---- RECORDS SHOWN
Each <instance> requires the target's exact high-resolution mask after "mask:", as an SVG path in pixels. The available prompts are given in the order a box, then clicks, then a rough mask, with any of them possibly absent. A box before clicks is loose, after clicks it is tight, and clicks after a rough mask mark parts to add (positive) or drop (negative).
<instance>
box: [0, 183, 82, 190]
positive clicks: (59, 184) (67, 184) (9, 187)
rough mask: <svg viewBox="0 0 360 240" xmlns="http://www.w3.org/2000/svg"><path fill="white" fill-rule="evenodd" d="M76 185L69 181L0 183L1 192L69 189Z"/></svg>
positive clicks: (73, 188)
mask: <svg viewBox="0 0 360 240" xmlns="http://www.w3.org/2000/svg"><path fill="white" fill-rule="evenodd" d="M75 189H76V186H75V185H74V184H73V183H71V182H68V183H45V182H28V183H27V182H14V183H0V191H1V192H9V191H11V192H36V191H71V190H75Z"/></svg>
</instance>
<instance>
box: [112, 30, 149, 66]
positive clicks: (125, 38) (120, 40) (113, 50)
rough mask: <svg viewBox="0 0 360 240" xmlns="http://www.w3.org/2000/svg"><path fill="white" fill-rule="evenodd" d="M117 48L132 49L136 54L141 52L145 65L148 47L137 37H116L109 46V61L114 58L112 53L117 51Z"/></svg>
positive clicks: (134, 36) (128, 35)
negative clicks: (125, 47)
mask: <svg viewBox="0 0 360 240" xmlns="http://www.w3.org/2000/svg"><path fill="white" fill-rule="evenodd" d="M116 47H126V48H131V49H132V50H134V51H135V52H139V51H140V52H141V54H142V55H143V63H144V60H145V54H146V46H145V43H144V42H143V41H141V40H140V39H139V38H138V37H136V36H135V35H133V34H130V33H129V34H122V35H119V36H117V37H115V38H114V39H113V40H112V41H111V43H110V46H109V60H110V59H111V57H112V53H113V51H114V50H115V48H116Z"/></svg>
--------
--- TASK INSTRUCTIONS ---
Reproduce every row above verbatim, line for line, without changing a single character.

--- RESULT OF THIS EXERCISE ---
Each <instance> requires the target's exact high-resolution mask after "mask:", as an SVG path in pixels. The available prompts are given in the order a box, then clicks, then a rough mask, with any of them possibly absent. A box before clicks is loose, after clicks it is tight, and clicks after a rough mask mark parts to add (positive) or drop (negative).
<instance>
box: [0, 183, 82, 190]
positive clicks: (59, 184) (67, 184) (9, 187)
rough mask: <svg viewBox="0 0 360 240" xmlns="http://www.w3.org/2000/svg"><path fill="white" fill-rule="evenodd" d="M76 185L69 181L0 183L1 192L69 189Z"/></svg>
positive clicks: (73, 188)
mask: <svg viewBox="0 0 360 240" xmlns="http://www.w3.org/2000/svg"><path fill="white" fill-rule="evenodd" d="M75 189H76V186H75V185H74V184H73V183H71V182H68V183H45V182H28V183H27V182H14V183H0V191H1V192H9V191H11V192H36V191H71V190H75Z"/></svg>
</instance>
<instance>
box: [112, 30, 149, 66]
positive clicks: (125, 38) (120, 40) (113, 50)
rough mask: <svg viewBox="0 0 360 240" xmlns="http://www.w3.org/2000/svg"><path fill="white" fill-rule="evenodd" d="M117 48L132 49L136 54L141 52L145 65L148 47L137 37H116L109 46V61L114 58L112 53L117 51Z"/></svg>
positive clicks: (134, 36) (128, 35)
negative clicks: (125, 47)
mask: <svg viewBox="0 0 360 240" xmlns="http://www.w3.org/2000/svg"><path fill="white" fill-rule="evenodd" d="M116 47H126V48H131V49H132V50H134V51H135V52H139V51H140V52H141V54H142V55H143V63H144V60H145V54H146V46H145V43H144V42H143V41H141V40H140V39H139V38H138V37H136V36H135V35H133V34H130V33H129V34H122V35H119V36H117V37H115V38H114V39H113V40H112V41H111V43H110V46H109V60H110V59H111V57H112V53H113V51H114V50H115V48H116Z"/></svg>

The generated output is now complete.